■ What is asked
From the line with "the bird's wing" to the final line of the records, reproduce every line exactly and only those lines.

Named object pointing entries:
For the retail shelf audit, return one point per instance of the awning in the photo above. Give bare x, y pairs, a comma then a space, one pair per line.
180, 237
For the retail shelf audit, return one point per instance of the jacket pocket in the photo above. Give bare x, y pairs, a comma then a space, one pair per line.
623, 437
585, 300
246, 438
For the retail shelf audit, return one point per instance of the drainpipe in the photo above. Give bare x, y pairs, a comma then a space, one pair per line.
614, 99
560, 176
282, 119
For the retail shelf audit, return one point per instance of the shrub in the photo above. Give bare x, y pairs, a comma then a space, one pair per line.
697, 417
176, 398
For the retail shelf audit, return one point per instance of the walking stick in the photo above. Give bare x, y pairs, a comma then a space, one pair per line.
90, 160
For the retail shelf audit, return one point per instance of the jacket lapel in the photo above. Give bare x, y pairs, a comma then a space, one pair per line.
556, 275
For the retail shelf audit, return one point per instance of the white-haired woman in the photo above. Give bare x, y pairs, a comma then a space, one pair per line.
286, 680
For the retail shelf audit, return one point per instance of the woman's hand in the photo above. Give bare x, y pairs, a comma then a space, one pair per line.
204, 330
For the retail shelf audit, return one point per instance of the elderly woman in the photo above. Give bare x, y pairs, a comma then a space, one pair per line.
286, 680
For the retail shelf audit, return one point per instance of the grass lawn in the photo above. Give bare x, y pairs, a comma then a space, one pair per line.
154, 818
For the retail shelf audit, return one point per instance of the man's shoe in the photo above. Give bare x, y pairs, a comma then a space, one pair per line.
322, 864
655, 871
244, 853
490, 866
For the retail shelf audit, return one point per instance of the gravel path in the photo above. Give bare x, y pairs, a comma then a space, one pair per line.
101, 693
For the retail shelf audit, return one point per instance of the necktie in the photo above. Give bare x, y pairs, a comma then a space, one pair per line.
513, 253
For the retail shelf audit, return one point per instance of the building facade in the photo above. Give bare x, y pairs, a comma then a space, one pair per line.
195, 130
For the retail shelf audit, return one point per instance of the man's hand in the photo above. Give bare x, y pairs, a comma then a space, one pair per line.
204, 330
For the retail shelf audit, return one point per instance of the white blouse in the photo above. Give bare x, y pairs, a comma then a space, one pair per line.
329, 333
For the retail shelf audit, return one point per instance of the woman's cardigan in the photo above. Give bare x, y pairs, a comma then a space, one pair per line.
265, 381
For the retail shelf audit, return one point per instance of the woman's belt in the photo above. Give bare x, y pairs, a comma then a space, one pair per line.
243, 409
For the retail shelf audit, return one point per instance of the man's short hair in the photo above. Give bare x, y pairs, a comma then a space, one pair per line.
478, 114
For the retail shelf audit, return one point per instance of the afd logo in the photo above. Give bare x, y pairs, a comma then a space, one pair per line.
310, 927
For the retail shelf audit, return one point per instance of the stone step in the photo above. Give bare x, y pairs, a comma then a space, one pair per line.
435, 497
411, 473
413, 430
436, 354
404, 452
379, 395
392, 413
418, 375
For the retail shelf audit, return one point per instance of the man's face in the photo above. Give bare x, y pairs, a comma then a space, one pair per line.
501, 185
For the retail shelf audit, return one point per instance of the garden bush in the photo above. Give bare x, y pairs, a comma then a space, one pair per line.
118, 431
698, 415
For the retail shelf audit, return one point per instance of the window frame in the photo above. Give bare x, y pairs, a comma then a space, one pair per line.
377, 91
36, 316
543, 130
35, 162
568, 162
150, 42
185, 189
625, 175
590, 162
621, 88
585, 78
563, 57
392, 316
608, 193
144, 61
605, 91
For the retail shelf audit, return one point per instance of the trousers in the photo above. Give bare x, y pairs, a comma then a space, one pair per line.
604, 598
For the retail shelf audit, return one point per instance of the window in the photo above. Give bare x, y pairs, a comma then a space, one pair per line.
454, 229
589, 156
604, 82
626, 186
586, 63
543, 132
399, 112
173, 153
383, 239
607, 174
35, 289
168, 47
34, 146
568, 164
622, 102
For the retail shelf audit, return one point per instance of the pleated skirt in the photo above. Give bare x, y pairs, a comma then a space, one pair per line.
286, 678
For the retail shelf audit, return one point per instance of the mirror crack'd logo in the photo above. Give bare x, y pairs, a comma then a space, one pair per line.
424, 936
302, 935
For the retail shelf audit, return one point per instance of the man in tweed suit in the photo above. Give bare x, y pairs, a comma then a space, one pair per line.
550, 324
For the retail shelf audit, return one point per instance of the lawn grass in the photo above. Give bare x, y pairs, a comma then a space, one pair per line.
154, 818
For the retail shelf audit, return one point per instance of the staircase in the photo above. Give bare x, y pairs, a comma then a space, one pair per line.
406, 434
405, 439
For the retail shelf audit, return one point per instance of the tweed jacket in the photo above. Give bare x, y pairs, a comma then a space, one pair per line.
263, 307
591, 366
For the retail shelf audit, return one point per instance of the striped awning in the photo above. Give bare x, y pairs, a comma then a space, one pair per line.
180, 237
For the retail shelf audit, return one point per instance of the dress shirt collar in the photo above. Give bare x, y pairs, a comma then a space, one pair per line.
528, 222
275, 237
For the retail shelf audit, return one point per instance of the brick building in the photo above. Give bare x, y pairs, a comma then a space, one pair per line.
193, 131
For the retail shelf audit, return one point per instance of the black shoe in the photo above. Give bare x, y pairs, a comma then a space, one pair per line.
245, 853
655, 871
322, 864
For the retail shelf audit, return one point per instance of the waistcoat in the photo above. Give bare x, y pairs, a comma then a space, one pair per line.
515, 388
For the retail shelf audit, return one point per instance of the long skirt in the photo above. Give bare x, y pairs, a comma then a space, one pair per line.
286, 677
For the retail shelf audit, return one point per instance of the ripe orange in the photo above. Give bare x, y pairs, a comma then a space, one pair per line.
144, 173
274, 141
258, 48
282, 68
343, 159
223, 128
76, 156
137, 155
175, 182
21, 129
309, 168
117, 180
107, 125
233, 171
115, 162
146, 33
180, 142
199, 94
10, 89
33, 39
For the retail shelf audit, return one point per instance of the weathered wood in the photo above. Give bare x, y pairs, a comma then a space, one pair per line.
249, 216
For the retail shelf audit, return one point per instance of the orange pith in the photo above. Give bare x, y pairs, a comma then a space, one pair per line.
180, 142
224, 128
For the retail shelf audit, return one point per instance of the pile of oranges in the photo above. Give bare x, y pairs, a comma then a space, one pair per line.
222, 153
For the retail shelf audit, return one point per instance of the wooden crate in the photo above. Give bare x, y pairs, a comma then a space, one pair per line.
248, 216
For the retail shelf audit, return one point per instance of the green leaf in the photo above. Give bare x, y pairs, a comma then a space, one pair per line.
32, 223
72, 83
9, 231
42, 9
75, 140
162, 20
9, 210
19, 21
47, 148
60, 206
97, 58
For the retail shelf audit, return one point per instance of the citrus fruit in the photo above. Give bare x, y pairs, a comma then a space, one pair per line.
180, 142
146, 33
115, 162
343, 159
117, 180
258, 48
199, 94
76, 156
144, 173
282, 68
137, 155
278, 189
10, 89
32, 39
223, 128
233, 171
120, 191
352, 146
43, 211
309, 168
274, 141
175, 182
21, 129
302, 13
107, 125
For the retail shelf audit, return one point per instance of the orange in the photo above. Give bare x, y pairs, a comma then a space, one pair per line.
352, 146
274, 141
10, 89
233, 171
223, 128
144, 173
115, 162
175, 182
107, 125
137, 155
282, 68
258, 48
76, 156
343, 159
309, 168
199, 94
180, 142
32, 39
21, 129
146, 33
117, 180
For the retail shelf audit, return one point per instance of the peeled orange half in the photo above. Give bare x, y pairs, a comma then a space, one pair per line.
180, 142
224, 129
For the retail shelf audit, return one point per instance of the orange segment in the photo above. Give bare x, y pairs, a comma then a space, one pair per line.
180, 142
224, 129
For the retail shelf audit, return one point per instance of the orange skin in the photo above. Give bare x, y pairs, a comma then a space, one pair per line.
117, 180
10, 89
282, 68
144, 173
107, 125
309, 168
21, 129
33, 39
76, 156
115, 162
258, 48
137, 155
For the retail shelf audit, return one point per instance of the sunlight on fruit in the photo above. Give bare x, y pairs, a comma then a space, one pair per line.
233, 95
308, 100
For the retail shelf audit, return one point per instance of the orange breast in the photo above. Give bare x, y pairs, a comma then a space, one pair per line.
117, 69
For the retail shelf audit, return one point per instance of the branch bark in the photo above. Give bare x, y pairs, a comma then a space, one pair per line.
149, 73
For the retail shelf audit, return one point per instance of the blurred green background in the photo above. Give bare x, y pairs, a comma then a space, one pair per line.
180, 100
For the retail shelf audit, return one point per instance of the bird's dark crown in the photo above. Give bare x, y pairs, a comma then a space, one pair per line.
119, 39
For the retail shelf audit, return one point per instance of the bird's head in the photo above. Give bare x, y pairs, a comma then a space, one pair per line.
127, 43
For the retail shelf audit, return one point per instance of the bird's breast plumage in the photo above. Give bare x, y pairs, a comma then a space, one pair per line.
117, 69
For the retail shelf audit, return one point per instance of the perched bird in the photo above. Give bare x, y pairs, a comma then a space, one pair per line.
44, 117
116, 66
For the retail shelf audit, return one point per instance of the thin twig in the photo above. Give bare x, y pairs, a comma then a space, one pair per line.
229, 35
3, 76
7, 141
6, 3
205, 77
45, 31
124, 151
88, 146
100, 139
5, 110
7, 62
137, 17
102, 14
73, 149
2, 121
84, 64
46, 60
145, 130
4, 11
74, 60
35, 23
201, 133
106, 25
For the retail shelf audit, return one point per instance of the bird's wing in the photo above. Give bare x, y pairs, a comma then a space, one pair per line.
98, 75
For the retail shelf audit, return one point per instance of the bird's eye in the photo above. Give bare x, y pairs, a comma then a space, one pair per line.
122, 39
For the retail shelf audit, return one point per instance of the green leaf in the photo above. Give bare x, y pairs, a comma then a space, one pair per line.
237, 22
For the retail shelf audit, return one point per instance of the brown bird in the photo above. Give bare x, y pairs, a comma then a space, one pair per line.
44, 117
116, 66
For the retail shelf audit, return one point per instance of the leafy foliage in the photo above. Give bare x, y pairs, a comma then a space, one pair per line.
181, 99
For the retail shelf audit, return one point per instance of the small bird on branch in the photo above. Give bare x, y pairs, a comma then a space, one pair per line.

■ Answer in full
For the retail shelf audit, return one point per instance of the bird's wing in the photo above. Give bare x, y pairs, a comma then a space, one pair per line.
98, 75
For the retail shelf audit, return one point per instance of the bird's eye in the photo above. Give bare x, y pairs, a comma then a space, one pair per line.
122, 39
For the retail shelf audit, return one point per instance of the green leaf in the photo above. Give bare x, y pairs, a comma then a space, one pair per line.
237, 22
For the retail shelf audit, return one point per instance of the brown bird in the photo above. Give bare x, y pairs, a comma then a space, one pair per line.
44, 117
116, 66
For the retail shelf audit, return one point per instance of the leafy foliage in the photo above. Give bare x, y pairs, a comma then a space, one pair per line.
181, 99
For the retail shelf audit, return one point per instance of the small bird on branch in the photo above. Give bare x, y pairs, a comma then a space, one pair per line.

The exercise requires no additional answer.